EXTRAIT DU TEXTE ▸
Bête du gévaudan

1908


Bête du Gévaudan

Le mythe de la Bête du Gévaudan :

Une Bête mystérieuse et sanglante :

L’ histoire se déroule dans la seconde moitié du XVIIIe siècle dans la région du Gévaudan. C’est une histoire véridique quia vraiment secouée la France jusqu’à sa cour du Roi de l’époque. Bien qu’assimilé à un loup, la science continue de s’interroger sur cette bête mythique.

L’histoire :

Pendant le péridode du 30 juin 1764 au 19 juin 1767, plus de cent attaques meurtières ensanglantèrent le Gévaudan (actuel Lozère), l’Auvergne, le Rouergue et le Vivarais. Chaque mois, de nouvelles victimes s’ajoutaient à la liste , principalement des femmes, des jeunes filles et des enfants des deux sexes.

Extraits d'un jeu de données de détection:

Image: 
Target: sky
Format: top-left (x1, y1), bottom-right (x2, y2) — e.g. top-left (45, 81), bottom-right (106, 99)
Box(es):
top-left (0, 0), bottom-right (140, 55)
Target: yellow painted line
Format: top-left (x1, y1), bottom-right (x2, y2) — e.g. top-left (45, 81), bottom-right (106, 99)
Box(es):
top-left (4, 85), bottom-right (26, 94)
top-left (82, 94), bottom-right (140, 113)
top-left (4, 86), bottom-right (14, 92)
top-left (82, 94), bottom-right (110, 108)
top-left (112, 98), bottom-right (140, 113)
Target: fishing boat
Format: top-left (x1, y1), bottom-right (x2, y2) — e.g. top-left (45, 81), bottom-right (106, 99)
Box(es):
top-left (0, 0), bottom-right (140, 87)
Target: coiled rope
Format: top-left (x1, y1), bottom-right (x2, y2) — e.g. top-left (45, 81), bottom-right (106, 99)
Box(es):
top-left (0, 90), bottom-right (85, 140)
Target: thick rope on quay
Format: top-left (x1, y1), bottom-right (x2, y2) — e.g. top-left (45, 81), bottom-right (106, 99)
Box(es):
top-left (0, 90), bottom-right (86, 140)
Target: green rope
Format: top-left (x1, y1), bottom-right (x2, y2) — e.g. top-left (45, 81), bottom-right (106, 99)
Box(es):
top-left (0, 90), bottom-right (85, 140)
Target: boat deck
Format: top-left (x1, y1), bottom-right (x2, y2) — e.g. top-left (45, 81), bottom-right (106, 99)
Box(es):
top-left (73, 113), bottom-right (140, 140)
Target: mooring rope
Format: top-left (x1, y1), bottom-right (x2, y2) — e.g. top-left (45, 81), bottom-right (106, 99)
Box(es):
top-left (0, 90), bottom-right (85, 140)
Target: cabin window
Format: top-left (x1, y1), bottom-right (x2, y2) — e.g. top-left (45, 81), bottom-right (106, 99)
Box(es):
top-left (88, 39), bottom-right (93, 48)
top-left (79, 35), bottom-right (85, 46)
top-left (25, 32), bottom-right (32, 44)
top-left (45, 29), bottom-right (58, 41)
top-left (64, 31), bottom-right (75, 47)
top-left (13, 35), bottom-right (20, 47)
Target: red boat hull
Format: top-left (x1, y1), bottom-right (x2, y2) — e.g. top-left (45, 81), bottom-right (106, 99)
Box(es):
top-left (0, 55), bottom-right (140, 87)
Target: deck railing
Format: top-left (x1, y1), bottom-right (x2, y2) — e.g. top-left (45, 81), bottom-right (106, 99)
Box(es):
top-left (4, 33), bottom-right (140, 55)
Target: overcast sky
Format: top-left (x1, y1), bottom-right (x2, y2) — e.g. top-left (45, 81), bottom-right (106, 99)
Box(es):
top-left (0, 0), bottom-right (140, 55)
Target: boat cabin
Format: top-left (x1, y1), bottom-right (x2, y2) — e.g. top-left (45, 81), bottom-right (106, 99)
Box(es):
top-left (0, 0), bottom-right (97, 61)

CONSIGNES ▸
1. Recopiez le passage du texte sur la Bête du Gévaudan en partant de « Le mythe de » et en poursuivant jusqu'à « cette bête mythique. ».
2. Relevez toutes les régions que les attaques meurtrières ont ensanglantées d'après le texte sur la Bête du Gévaudan.
Ces entrées n'ont aucun lien avec le texte.

RÉPONSES ▸
1.
Le mythe de la Bête du Gévaudan :

Une Bête mystérieuse et sanglante :

L’ histoire se déroule dans la seconde moitié du XVIIIe siècle dans la région du Gévaudan. C’est une histoire véridique quia vraiment secouée la France jusqu’à sa cour du Roi de l’époque. Bien qu’assimilé à un loup, la science continue de s’interroger sur cette bête mythique.

2. Le Gévaudan (actuelle Lozère), l'Auvergne, le Rouergue et le Vivarais.